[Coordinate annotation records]
"""

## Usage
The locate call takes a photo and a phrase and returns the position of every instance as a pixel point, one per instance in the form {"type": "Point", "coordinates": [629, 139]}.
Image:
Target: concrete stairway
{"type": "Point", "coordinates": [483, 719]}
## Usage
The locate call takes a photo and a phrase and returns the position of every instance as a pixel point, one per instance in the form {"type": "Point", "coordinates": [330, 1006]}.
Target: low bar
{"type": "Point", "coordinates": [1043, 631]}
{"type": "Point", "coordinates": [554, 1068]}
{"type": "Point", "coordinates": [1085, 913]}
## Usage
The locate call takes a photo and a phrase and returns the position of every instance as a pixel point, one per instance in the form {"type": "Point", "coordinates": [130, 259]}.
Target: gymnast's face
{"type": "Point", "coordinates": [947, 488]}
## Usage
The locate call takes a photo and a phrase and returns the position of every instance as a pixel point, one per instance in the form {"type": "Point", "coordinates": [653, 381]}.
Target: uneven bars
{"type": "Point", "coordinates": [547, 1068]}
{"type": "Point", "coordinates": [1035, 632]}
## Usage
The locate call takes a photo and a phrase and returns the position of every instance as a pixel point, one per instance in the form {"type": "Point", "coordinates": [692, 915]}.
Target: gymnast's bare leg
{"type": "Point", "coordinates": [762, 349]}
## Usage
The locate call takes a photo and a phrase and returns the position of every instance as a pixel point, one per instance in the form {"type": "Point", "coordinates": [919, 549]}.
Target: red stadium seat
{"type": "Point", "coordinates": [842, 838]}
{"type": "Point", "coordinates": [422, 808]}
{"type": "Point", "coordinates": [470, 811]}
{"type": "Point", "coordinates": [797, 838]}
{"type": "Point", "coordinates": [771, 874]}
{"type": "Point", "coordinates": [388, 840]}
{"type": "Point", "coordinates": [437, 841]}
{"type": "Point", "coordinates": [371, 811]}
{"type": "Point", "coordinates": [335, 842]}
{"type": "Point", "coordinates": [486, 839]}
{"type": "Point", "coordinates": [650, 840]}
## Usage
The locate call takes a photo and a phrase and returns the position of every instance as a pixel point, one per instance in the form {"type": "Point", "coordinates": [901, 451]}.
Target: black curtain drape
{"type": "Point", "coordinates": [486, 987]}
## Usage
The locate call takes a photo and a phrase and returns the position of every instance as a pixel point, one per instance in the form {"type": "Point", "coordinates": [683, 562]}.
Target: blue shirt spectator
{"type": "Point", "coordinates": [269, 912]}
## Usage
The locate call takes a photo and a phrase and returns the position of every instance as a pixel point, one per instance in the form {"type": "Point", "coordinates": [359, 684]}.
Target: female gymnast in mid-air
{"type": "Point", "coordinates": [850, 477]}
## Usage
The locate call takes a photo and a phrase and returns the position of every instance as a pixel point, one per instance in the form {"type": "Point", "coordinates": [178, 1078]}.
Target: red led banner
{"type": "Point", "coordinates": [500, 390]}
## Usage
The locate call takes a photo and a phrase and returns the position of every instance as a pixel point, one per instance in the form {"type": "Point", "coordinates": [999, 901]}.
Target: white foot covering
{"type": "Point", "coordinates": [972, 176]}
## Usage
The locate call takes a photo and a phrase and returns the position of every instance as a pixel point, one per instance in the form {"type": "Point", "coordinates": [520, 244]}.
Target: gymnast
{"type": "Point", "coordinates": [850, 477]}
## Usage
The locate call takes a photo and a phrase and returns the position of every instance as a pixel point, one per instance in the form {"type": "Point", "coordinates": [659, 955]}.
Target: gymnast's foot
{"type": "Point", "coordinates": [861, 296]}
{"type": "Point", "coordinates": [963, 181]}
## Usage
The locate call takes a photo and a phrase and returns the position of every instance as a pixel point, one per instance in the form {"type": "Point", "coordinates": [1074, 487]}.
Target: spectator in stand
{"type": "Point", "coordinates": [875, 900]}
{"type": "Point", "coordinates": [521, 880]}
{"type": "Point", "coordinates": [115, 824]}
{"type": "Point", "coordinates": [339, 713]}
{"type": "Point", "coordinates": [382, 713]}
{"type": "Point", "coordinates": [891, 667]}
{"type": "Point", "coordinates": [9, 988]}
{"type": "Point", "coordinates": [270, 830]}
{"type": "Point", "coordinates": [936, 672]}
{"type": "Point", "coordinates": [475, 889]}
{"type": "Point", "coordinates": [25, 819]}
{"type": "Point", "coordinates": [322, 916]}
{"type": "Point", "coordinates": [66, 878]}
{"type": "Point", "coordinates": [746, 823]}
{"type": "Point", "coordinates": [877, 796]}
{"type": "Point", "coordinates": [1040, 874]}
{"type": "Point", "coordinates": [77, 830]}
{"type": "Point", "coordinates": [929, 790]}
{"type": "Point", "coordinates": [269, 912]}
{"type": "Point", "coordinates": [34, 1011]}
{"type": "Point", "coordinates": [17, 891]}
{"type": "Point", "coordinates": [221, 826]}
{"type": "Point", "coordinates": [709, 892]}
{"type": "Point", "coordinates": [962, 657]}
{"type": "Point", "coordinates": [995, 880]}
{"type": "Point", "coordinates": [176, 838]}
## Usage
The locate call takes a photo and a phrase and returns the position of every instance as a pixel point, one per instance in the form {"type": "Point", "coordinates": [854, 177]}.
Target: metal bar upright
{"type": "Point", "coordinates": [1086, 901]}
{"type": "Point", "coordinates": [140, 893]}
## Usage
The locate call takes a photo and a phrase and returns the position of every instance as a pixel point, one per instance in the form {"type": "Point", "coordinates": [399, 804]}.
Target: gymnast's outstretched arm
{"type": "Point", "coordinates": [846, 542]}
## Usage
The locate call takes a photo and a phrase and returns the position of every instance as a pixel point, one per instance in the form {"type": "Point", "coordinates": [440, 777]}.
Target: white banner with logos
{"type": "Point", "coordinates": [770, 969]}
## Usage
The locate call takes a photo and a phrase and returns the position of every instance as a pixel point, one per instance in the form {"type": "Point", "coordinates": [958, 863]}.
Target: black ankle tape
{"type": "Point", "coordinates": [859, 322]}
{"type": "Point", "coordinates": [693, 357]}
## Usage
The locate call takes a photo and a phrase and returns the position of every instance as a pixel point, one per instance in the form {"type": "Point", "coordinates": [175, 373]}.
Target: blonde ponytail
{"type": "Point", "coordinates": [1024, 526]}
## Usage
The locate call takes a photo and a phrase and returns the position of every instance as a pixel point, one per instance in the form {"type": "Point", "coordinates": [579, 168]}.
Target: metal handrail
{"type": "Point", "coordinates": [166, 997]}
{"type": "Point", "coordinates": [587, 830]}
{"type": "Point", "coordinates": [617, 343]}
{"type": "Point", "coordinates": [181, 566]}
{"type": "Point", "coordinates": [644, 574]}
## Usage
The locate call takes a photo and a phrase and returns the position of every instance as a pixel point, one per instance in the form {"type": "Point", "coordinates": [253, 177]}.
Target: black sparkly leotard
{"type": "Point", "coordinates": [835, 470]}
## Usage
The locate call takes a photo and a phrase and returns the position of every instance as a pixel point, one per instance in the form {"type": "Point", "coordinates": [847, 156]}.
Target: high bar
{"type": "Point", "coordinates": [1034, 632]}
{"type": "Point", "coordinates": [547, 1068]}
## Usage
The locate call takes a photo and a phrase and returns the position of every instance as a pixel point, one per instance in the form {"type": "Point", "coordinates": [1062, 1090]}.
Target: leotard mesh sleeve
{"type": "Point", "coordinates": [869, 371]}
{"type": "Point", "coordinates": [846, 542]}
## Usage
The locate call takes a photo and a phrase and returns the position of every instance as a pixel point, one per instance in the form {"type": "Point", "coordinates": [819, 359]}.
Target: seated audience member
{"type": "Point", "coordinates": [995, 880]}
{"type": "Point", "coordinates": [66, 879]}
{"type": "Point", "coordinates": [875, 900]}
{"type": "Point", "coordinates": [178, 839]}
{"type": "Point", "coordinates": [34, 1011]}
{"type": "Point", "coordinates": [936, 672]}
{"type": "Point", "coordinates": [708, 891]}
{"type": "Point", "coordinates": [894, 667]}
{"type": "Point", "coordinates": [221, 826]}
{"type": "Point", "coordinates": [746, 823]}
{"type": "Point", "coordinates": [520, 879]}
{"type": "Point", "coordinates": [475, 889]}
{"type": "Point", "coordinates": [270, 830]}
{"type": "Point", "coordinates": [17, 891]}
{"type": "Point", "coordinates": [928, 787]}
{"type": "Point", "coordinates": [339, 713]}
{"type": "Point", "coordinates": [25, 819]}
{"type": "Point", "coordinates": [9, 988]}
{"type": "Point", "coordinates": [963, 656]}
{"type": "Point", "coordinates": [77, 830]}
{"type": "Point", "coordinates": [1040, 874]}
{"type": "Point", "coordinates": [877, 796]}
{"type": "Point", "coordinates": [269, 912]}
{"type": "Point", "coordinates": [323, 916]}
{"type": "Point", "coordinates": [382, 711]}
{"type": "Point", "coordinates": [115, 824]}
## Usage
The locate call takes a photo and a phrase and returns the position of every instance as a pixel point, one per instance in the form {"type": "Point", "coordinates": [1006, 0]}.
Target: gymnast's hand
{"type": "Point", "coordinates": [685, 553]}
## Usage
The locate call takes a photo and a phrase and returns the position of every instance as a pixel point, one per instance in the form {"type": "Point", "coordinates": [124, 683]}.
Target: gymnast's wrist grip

"""

§ **WHAT YOU SHOULD DO**
Find each line in the material above that contains the word "foot" and copy every one of those lines.

§ **REPLY**
Target: white foot covering
Target: gymnast's foot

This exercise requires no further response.